**** READING TEXT
Monday, January 07, 2013

What’s Inside America’s Banks?
https://www.theatlantic.com/magazine/archive/2013/01/whats-inside-americas-banks/309196/

FRANK PARTNOY and JESSE EISINGER - The Atlantic

I confess I don't believe a word the American mega-banks tell the world about themselves. Apparently, I am not alone. The utter failure of the Bush Administration I think is pretty clear to everyone. I'm not so sure that people fully appreciate the fact that the Obama Administration also bears part of the weight of this mess, not least their determination not to hold the perpetrators accountable.

The financial crisis had many causes-too much borrowing, foolish investments, misguided regulation-but at its core, the panic resulted from a lack of transparency. The reason no one wanted to lend to or trade with the banks during the fall of 2008, when Lehman Brothers collapsed, was that no one could understand the banks’ risks. It was impossible to tell, from looking at a particular bank’s disclosures, whether it might suddenly implode.

For the past four years, the nation’s political leaders and bankers have made enormous-in some cases unprecedented-efforts to save the financial industry, clean up the banks, and reform regulation in order to restore trust and confidence in the American financial system. This hasn’t worked. Banks today are bigger and more opaque than ever, and they continue to behave in many of the same ways they did before the crash.

Consider JPMorgan’s widely scrutinized trading loss last year. Before the episode, investors considered JPMorgan one of the safest and best-managed corporations in America. Jamie Dimon, the firm’s charismatic CEO, had kept his institution upright throughout the financial crisis, and by early 2012, it appeared as stable and healthy as ever.

One reason was that the firm’s huge commercial bank-the unit responsible for the old-line business of lending-looked safe, sound, and solidly profitable. But then, in May, JPMorgan announced the financial equivalent of sudden cardiac arrest: a stunning loss initially estimated at $2 billion and later revised to $6 billion. It may yet grow larger; as of this writing, investigators are still struggling to comprehend the bank’s condition.
********
**** PROVIDED DATA
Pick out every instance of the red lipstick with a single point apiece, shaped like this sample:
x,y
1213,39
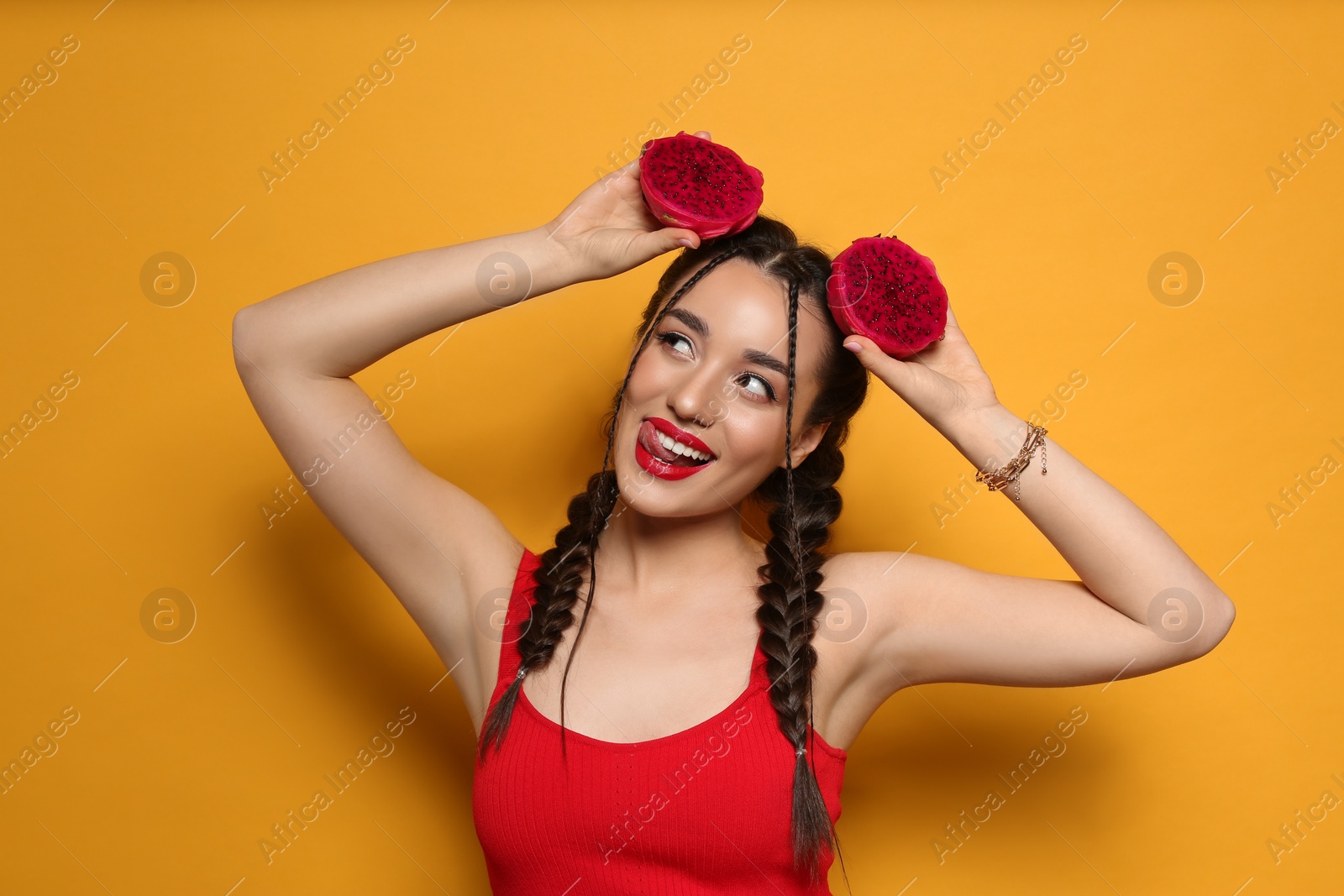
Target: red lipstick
x,y
656,459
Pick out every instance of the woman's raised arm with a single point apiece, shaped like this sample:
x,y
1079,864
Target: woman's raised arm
x,y
434,546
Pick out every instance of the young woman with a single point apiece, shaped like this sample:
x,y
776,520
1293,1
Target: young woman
x,y
696,743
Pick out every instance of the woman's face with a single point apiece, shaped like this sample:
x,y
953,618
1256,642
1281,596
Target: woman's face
x,y
714,379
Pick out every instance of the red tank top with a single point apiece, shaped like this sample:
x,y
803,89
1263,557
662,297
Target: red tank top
x,y
705,810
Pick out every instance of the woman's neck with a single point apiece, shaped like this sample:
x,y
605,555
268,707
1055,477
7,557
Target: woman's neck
x,y
662,555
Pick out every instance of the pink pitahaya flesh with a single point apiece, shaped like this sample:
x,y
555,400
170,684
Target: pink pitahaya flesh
x,y
884,289
698,184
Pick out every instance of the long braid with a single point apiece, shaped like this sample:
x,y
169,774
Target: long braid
x,y
788,613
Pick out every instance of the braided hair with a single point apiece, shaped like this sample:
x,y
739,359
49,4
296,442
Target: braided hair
x,y
801,506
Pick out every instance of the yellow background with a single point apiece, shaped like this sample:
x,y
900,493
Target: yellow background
x,y
155,469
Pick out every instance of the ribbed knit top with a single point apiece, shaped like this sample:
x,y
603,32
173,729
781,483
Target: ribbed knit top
x,y
705,810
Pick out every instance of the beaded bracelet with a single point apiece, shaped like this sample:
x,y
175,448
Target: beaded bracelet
x,y
999,479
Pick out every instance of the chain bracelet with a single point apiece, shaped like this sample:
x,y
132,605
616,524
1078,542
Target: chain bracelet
x,y
998,479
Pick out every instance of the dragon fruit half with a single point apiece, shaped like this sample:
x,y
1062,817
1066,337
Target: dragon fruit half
x,y
698,184
884,289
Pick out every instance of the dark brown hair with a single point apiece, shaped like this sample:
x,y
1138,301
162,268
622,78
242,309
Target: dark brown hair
x,y
801,504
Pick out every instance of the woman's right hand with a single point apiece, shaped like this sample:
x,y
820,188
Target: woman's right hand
x,y
608,228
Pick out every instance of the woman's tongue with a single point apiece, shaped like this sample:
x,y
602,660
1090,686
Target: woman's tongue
x,y
654,445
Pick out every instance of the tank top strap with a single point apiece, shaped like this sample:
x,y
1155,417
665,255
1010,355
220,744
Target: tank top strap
x,y
515,621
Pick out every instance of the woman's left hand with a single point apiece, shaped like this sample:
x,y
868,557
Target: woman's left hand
x,y
944,383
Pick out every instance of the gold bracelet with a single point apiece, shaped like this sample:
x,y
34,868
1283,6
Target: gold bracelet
x,y
999,479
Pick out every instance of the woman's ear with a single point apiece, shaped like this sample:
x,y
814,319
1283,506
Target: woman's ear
x,y
806,443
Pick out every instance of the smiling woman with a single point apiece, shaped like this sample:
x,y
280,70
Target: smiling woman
x,y
739,391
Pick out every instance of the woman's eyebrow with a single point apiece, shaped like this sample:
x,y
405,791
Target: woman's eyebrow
x,y
753,355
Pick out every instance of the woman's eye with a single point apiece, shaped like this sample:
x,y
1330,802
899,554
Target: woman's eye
x,y
752,379
671,338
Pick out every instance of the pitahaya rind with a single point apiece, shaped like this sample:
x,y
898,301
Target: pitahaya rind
x,y
884,289
694,183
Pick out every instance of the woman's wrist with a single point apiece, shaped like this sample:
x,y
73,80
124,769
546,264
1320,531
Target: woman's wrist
x,y
548,262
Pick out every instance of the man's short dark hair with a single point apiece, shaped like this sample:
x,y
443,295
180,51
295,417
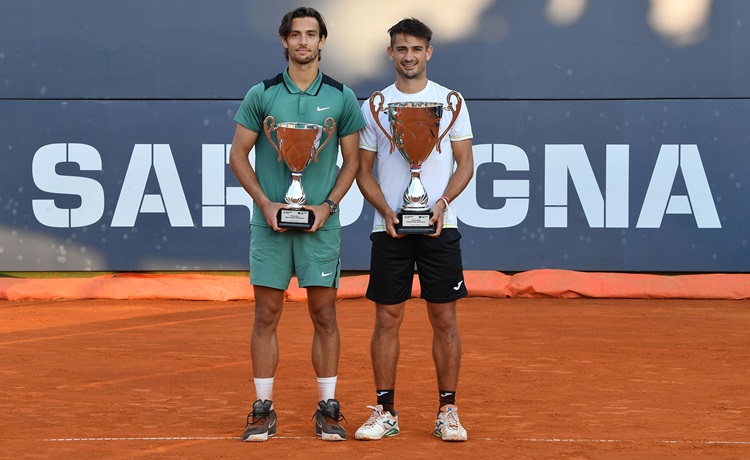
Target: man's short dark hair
x,y
302,12
411,26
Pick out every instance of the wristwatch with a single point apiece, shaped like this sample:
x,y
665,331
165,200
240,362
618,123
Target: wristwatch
x,y
334,206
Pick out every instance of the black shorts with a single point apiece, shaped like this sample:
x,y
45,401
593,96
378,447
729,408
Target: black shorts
x,y
438,263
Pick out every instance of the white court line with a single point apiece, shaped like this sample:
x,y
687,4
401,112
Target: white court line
x,y
224,438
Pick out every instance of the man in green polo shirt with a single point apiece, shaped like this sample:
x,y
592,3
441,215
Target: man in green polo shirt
x,y
302,93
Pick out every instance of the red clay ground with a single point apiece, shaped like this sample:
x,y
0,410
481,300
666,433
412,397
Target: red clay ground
x,y
541,378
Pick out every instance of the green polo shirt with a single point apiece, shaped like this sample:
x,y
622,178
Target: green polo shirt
x,y
282,99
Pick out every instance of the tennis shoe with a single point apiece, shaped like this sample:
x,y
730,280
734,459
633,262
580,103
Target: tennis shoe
x,y
327,421
261,422
447,425
381,424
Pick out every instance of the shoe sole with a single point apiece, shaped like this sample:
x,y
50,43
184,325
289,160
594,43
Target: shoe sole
x,y
331,437
364,437
257,437
456,438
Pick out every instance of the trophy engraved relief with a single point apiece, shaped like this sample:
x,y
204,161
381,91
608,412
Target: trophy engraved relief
x,y
415,133
297,145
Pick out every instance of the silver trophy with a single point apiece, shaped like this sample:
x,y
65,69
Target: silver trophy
x,y
297,145
415,130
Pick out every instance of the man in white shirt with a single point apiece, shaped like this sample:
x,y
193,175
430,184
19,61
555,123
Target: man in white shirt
x,y
437,256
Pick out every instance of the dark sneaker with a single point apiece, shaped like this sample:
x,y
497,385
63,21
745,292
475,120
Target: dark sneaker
x,y
327,419
261,422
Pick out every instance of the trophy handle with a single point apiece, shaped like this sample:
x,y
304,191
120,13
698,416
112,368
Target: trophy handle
x,y
378,94
329,126
459,104
268,126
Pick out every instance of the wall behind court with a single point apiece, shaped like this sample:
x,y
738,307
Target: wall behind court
x,y
606,136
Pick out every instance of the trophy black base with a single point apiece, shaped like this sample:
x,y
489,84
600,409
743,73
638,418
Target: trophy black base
x,y
414,222
302,219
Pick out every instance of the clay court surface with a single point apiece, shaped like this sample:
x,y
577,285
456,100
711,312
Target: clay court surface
x,y
541,378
********
WHAT YOU SHOULD DO: Could you pick up the article on America's banks after its last sentence and continue writing it?

REPLY TO THE TASK:
The loss emanated from a little-known corner of the bank called the Chief Investment Office. This unit had been considered boring and unremarkable; it was designed to reduce the bank’s risks and manage its spare cash. According to JPMorgan, the division invested in conservative, low-risk securities, such as U.S. government bonds. And the bank reported that in 95 percent of likely scenarios, the maximum amount the Chief Investment Office’s positions would lose in one day was just $67 million. (This widely used statistical measure is known as 'value at risk.”) When analysts questioned Dimon in the spring about reports that the group had lost much more than that-before the size of the loss became publicly known-he dismissed the issue as a 'tempest in a teapot.”

Six billion dollars is not the kind of sum that can take down JPMorgan, but it’s a lot to lose. The bank’s stock lost a third of its value in two months, as investors processed reports of the trading debacle. On May 11, 2012, alone, the day after JPMorgan first confirmed the losses, its stock plunged roughly 9 percent.

The incident was about much more than money, however. Here was a bank generally considered to have the best risk-management operation in the business, and it had badly managed its risk. As the bank was coming clean, it revealed that it had fiddled with the way it measured its value at risk, without providing a clear reason. Moreover, in acknowledging the losses, JPMorgan had to admit that its reported numbers were false. A major source of its supposedly reliable profits had in fact come from high-risk, poorly disclosed speculation.

It gets worse. Federal prosecutors are now investigating...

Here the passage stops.